___ ARTICOLO SCELTO ___

E se Libero fosse una mozzarella?
I tarocchi giornalistici e l’elogio del lettore pagante.
Supponiamo che il misfatto fosse noto, perché scritto su tutti i giornali e confessato dai produttori: la mozzarella Bufalì è fatta con latte di pipistrello. Oppure: l’ultimo smartphone della Sampipp è un mattone con uno schermo fasullo stampato sopra (disclaimer: i marchi sono di pura fantasia).
Cosa accadrebbe è ovvio. Scoperto l’inganno gli articoli truffaldini sparirebbero dagli scaffali e dalle nostre vite, obliterati dalla dura legge del commercio, e le ditte produttrici dovrebbero cambiare nome, o trovarsi qualcos’altro da fare.
Ci sarebbero magari strascichi giudiziari, citazioni e condanne, sequestri di intere partite di merce, ma il mercato, quello “che ce lo chiede anche l’Europa”, non avrebbe bisogno di aspettare i tre gradi di giudizio: reagirebbe a botto. I “prodotti-sola”, una volta smascherati, rimarrebbero relegati nella zona grigia dei piazzisti da strapazzo, delle vendite porta a porta a poveri anziani un pò rimbambiti.
Ora cambiamo prodotto. Immaginiamo un quotidiano sulle cui pagine appaiono notizie fasulle, inventate di sana pianta. Infittiamo ulteriormente la trama: chi ha scritto quelle notizie è stato addirittura pagato sottobanco dai servizi segreti, con lo scopo di intorbidire le acque su indagini importanti. Esageriamo, e poniamo pure che il taroccaro in questione non se ne vada, e continui imperterrito a scrivere, nascosto dietro ad uno pseudonimo, anche se tutti conoscono la truffa.
Domanda: chi mai andrebbe ancora in edicola a comprare quel quotidiano-patacca?
Ovviamente nessuno, direte voi. Le copie finirebbero al macero, gli abbonati disdicerebbero, gli inserzionisti fuggirebbero come dallo tsumani. Il quotidiano avrebbe due scelte: chiudere i battenti oppure cambiare rotta, licenziare il giornalista-sola insieme a direttore e caporedattore, colpevoli di mancato controllo.Le sanzioni, le radiazioni dagli albi e i processi giudiziari arriverebbero a rotative ormai rottamate, oppure troverebbero il pieno appoggio di una nuovo direttivo, messo al posto di chi ha causato il patatrac. Logico no? No, almeno in Italia.

___ RIGHE FORNITE ___

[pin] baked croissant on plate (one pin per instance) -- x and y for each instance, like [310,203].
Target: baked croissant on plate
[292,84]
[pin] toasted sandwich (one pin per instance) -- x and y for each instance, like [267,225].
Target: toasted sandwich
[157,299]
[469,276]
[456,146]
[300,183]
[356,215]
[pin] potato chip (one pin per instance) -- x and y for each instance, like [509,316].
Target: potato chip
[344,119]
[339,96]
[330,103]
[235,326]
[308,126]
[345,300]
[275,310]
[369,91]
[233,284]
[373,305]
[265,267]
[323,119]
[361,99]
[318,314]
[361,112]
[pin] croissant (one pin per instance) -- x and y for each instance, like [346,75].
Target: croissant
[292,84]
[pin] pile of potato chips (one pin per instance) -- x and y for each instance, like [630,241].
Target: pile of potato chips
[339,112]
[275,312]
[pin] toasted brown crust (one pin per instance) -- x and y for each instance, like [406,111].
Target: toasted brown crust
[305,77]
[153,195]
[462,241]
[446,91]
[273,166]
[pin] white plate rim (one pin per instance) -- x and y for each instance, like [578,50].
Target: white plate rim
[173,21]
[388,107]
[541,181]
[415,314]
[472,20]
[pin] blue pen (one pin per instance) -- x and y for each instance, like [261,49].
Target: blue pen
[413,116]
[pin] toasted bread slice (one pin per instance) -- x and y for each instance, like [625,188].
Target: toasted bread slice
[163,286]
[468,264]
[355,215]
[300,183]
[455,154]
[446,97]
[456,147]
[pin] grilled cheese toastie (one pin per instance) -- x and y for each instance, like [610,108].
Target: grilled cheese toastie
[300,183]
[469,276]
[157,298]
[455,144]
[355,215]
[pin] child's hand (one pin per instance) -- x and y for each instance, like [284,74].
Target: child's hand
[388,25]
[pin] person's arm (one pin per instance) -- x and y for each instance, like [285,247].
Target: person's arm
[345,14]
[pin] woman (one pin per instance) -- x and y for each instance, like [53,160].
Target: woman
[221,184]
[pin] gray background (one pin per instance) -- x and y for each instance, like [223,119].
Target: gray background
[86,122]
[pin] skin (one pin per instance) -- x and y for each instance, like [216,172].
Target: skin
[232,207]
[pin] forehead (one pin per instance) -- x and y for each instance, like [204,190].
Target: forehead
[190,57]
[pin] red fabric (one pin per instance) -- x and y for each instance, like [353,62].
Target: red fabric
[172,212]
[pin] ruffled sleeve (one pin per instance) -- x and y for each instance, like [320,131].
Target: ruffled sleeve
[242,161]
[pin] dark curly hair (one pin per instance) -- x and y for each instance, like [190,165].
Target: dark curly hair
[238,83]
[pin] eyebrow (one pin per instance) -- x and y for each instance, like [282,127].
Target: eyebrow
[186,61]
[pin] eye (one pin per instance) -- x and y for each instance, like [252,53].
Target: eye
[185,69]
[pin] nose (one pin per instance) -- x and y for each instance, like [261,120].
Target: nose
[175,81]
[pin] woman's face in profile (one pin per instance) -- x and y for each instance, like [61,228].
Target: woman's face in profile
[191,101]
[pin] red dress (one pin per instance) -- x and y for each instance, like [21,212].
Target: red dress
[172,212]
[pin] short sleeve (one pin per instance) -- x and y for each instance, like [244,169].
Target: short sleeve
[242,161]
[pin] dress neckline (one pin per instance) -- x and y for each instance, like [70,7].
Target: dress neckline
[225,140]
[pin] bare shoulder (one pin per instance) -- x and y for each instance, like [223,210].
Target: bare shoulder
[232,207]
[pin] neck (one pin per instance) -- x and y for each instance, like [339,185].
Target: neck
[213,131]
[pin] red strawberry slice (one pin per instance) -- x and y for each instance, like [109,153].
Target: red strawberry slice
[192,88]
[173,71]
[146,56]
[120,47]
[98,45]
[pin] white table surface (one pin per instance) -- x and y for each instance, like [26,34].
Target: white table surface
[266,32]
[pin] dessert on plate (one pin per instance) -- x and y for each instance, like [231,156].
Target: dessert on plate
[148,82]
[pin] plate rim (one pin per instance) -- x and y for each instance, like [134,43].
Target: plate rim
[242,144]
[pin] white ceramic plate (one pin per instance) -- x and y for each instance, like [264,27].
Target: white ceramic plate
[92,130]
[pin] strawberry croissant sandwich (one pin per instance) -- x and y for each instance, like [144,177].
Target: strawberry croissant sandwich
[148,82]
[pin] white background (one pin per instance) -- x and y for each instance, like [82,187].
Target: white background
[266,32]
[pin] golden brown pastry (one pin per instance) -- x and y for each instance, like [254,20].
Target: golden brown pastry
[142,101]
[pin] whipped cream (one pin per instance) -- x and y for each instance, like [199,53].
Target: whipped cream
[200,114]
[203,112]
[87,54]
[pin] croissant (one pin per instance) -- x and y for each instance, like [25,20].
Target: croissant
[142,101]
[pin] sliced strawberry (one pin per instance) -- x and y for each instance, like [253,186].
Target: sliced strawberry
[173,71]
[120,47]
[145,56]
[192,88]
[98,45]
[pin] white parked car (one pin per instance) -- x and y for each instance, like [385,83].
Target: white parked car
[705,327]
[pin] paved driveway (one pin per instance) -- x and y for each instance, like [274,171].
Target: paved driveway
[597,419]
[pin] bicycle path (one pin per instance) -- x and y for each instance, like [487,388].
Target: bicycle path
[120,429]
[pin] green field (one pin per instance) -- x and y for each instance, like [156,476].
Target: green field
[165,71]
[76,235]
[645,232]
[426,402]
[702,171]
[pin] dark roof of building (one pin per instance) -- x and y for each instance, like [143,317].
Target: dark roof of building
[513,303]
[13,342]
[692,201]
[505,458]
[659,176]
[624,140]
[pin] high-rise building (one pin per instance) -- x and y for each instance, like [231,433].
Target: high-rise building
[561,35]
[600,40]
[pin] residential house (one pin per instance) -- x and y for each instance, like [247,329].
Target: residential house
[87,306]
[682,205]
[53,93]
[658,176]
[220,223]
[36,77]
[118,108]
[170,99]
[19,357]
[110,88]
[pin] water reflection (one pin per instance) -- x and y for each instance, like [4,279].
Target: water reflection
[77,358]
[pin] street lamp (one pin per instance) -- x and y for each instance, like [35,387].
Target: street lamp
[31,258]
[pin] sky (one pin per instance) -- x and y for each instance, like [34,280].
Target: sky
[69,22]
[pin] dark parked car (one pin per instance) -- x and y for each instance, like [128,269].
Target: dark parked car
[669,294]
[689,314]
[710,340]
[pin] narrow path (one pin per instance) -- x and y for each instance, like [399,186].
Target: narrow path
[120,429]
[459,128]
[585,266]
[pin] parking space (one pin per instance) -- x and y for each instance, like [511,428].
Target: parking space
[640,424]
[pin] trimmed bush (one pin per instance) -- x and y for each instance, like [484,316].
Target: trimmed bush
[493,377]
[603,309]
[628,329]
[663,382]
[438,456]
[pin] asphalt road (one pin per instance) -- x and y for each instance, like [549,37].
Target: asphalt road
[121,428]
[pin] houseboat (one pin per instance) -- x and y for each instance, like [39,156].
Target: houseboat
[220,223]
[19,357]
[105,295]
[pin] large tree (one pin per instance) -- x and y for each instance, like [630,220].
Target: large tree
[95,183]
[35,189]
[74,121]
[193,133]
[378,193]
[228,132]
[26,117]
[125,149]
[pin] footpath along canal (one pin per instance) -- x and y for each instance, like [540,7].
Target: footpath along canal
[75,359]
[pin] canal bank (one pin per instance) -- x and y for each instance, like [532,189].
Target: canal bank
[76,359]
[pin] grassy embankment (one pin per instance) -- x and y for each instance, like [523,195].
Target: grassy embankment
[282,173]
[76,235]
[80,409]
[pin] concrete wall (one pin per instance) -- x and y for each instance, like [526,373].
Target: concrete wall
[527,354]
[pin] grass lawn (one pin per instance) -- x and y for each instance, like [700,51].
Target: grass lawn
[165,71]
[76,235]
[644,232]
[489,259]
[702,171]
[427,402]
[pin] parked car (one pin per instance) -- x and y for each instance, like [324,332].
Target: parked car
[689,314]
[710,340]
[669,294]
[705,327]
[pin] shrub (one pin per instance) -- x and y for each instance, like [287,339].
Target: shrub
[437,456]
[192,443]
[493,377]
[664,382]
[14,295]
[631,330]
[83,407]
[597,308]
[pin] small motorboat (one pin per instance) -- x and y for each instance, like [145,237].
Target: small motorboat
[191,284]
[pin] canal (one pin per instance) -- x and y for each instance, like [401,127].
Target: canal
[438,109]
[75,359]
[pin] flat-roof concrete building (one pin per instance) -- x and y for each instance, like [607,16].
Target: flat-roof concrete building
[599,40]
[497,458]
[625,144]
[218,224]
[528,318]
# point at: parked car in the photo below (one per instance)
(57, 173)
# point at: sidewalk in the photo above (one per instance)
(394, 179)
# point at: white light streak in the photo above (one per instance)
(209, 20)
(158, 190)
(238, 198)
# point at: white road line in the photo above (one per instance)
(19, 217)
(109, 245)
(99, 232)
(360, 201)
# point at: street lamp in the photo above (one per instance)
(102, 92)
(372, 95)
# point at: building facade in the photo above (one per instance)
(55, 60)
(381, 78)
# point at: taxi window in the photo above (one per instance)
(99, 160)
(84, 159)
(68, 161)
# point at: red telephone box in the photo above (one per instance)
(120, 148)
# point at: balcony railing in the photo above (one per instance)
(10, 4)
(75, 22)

___

ELENCO COMPITI:
a. Estrai tutte le righe che contengono la parola "driveway", tenendo conto di maiuscole e minuscole.
b. Scrivi il seguito dell'articolo sui quotidiani che pubblicano notizie false, ripartendo dopo la sua ultima frase.
L'articolo e le righe non hanno alcun legame tra loro.

RISPOSTE:
a.
[pin] paved driveway (one pin per instance) -- x and y for each instance, like [274,171].
Target: paved driveway

b.
Già, perché quella storia è successa davvero, e la conoscono tutti. Il giornale si chiama Libero (ma potrebbe essere qualunque altro) e lo spacciatore di falsi è un certo Renato Farina (ma potrebbe chiamarsi anche in un altro modo). La storia è nota: nel 2006, alla vigilia delle elezioni, il signor Farina (che era vicedirettore di Libero) pubblicò dietro compenso del Sismi ( i servizi segreti) un falso dossier che coinvolgeva l’allora capo della Comissione Europea Romano Prodi in un’intricata storia legata al caso Abu Omar, alle extraordinary reenditions, e a trame internazionali ( lascio a voi approfondire questa grave vicenda). Una volta scoperto, Farina venne condannato per favoreggiamento e radiato dall’albo dei giornalisti, dove verrà reintegrato nel 2011 dalla Cassazione per un grottesco difetto di forma (pare si fosse dimesso prima della radiazione).
Se fosse stata una mozzarella tarocca, il prodotto a marchio Libero sarebbe stato ritirato dal mercato, e distrutto dalla mancanza di clienti. E invece no. Anche dopo che il falso diventa palese a tutti, nel 2006, il quotidiano esce puntuale nelle edicole. Non solo: il giornalista taroccaro, pur radiato dall’ordine, continua a scrivere i suoi pezzi con il ridicolo pseudonimo di Dreifuss, sotto l’occhio protettivo e benevolo del direttore responsabile, certo Sallusti.
E’ cronaca di questi giorni che il signor Sallusti , beccatosi una condanna per diffamazione proprio a causa di uno dei tanti articoli del signor Dreifuss, rischia di finire in galera (ma non ci va, anche se è recidivo) trasformandosi in un martire nazionale della libertà di opinione (scusate, conato di vomito). Questa vicenda penale, ma soprattutto penosa, mi interessa poco ( se proprio volete saperlo, sottoscrivo quello che ha scritto Michael Braun su Internazionale.)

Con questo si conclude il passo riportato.